>> start Extracted text

Latest Vicky Bindra appointed CEO of Trulioo - April 1, 2025 - Leads the company's push into agentic AI identity verification
Profile / Executive / Fintech

Vicky
Bindra

The man building passports for AI agents

When your bank, your crypto wallet, and the AI agent booking your travel all need to know whether you're real - one platform handles the answer. Vicky Bindra runs it.

CEO Trulioo Identity Verification KYC / KYB Fintech Agentic AI MIT Sloan
Vicky Bindra, CEO of Trulioo
$478M Trulioo total funding
30 Years in fintech & payments
6+ Major companies led or shaped
380 Trulioo employees globally

Every transaction on the internet has a trust problem. Vicky Bindra has been watching it build for three decades.

On April 1, 2025, Vicky Bindra became CEO of Trulioo. The date could have been a gag. Instead, it announced the start of what Bindra calls identity verification's most consequential chapter - the age of AI agents, when the question of "who is real?" gets exponentially more complex.

Trulioo is the infrastructure that answers that question. The Vancouver-based company verifies identities, businesses, and documents across 195 countries, powering KYC and KYB compliance for banks, fintechs, crypto platforms, and marketplaces. It has raised $478 million - including a $394 million Series D in June 2021, one of the largest in the global identity sector. Bindra took the helm from retiring CEO Steve Munford, inheriting a platform at a fork in the road.

The fork: AI agents are now buying things, moving money, and onboarding for services. None of the existing frameworks were built for that. Bindra spotted the problem before he arrived. It's part of why he took the job.

>> end Extracted text

To-do list
A. In the profile of Vicky Bindra, whom did Bindra succeed as CEO of Trulioo?
B. From the profile of Vicky Bindra, pull out the passage starting at "Latest Vicky Bindra" and ending at "Bindra runs it.".
C. Summarize the profile of Vicky Bindra in two sentences.
The items that follow have no connection to the profile of Vicky Bindra.

>> start Records supplied

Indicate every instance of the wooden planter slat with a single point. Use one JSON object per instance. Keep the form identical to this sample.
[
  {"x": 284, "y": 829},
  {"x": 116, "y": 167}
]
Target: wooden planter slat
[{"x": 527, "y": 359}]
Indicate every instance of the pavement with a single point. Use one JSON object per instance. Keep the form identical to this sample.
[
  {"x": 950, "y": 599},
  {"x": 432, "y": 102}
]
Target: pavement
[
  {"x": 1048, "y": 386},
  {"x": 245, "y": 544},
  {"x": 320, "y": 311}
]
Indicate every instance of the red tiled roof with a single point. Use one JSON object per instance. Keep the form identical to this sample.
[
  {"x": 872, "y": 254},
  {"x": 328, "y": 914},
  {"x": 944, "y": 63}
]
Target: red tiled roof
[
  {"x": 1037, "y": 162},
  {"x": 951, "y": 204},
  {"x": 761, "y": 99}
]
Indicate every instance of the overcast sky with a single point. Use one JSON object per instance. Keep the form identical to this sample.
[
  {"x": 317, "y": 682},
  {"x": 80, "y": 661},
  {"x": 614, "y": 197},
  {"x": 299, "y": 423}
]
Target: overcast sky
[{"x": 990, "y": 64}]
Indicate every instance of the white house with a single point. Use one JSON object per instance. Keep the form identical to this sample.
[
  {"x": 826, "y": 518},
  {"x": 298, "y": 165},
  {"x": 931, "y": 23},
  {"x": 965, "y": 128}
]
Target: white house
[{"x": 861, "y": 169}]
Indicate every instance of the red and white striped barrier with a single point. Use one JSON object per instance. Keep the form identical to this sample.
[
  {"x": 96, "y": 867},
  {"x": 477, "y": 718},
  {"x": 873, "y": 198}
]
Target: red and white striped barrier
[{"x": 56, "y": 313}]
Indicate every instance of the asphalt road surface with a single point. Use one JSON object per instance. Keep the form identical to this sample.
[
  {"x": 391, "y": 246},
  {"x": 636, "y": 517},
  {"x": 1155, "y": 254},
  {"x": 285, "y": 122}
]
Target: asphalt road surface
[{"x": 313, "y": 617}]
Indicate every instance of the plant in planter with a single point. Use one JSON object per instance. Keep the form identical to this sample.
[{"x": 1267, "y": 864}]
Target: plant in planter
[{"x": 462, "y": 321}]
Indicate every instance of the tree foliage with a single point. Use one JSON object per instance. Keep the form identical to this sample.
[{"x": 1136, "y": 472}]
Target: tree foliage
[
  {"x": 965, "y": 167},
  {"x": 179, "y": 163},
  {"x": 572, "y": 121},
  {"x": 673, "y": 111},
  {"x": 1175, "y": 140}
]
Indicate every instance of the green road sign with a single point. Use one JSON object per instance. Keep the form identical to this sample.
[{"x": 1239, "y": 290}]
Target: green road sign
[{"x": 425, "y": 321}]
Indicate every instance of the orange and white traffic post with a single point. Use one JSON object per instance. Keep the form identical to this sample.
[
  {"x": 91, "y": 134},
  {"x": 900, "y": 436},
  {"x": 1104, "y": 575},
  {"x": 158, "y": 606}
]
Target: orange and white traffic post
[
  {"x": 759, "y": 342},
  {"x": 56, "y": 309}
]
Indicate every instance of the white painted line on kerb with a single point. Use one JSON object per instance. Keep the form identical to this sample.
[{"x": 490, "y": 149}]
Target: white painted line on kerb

>> end Records supplied

Task-by-task outputs
A. Retiring CEO Steve Munford.

B.
Latest Vicky Bindra appointed CEO of Trulioo - April 1, 2025 - Leads the company's push into agentic AI identity verification
Profile / Executive / Fintech

Vicky
Bindra

The man building passports for AI agents

When your bank, your crypto wallet, and the AI agent booking your travel all need to know whether you're real - one platform handles the answer. Vicky Bindra runs it.

C. On April 1, 2025, Vicky Bindra succeeded retiring CEO Steve Munford at Trulioo, a Vancouver-based company that verifies identities, businesses, and documents across 195 countries and has raised $478 million. He is leading the company's push into identity verification for AI agents, which now buy things, move money, and onboard for services even though none of the existing frameworks were built for that.